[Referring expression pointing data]

= = =

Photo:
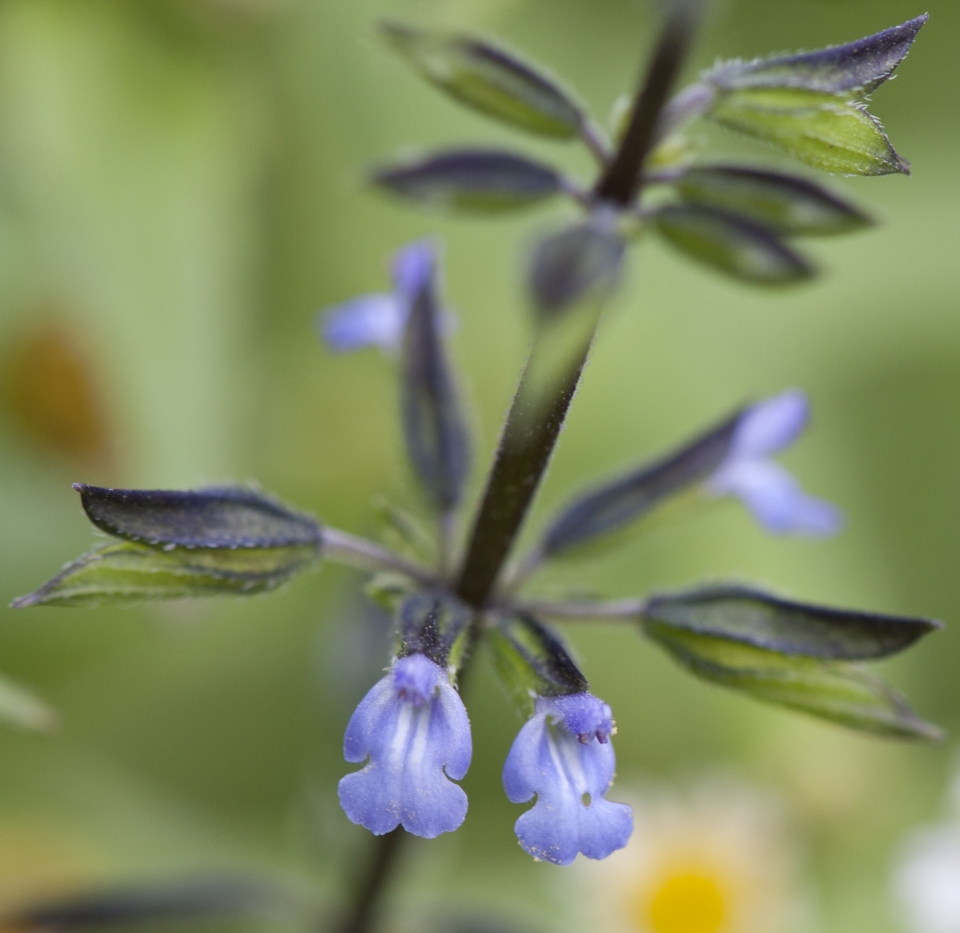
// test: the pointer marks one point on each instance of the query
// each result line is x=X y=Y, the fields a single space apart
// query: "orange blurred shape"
x=50 y=391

= = =

**WORK TO COMPLETE**
A faithful, word-for-word copy of the records above, pictures left out, is the answer.

**OUTPUT FOR THIS EXERCISE**
Photo:
// test: the pointer marks one point on each instance of the query
// each result line is x=X y=Y, the fields a single space apart
// query: "orange blurred shape"
x=50 y=391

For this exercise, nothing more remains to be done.